[Work instructions] Reproduce the passage on Inuit DNA word for word, starting at "In recent years, he" and ending with "Dr. Nielsen said.", including that final phrase.

[Selected extract]

In recent years, he and his colleagues have been collaborating with researchers at the University of Greenland to study Inuit DNA. Originally, they searched for mutations that raise the risk of developing diseases such as diabetes.
But then Dr. Nielsen and his colleagues took a different tack, searching for mutations that might have provided the Inuit with some benefit.
To sharpen the focus of their search, the scientists selected 191 Greenlanders whose ancestry was 95 percent Inuit or greater. (Many Greenlanders can trace some of their ancestry to Europe because of the island’s colonization by Denmark.) The researchers looked at the DNA of these people for variations in genes important to metabolism.
“We wanted to scan the genome and ask, where do we find the strongest signals of natural selection?” Dr. Nielsen said.

[Source data]
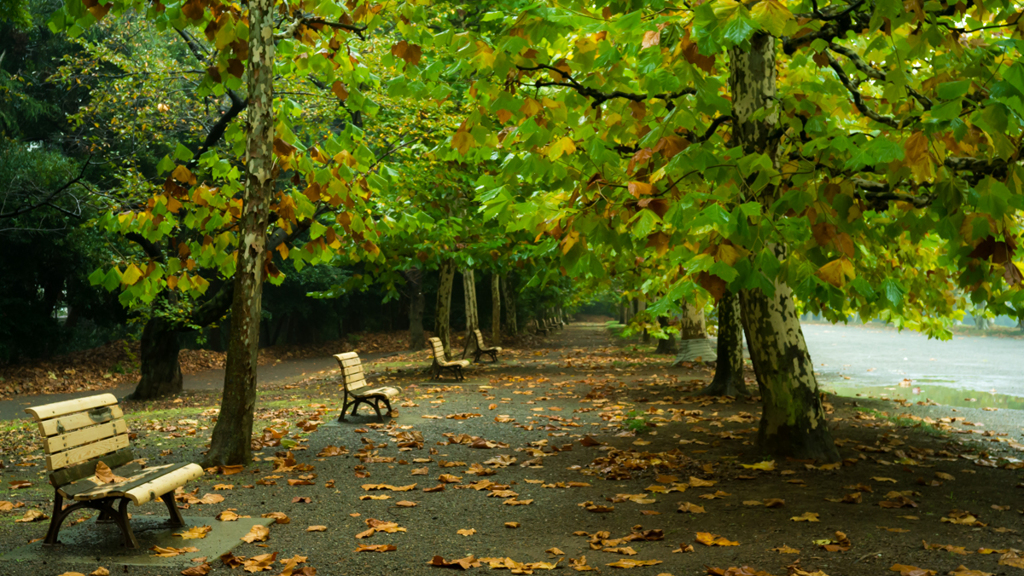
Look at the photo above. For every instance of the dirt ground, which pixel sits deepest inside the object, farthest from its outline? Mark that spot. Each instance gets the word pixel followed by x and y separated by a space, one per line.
pixel 599 455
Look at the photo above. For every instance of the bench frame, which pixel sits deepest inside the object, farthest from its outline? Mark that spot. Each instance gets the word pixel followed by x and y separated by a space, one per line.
pixel 80 434
pixel 482 350
pixel 353 380
pixel 442 364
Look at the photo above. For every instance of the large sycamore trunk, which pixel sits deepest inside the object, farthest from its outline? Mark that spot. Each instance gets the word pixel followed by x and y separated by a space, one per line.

[Your response]
In recent years, he and his colleagues have been collaborating with researchers at the University of Greenland to study Inuit DNA. Originally, they searched for mutations that raise the risk of developing diseases such as diabetes.
But then Dr. Nielsen and his colleagues took a different tack, searching for mutations that might have provided the Inuit with some benefit.
To sharpen the focus of their search, the scientists selected 191 Greenlanders whose ancestry was 95 percent Inuit or greater. (Many Greenlanders can trace some of their ancestry to Europe because of the island’s colonization by Denmark.) The researchers looked at the DNA of these people for variations in genes important to metabolism.
“We wanted to scan the genome and ask, where do we find the strongest signals of natural selection?” Dr. Nielsen said.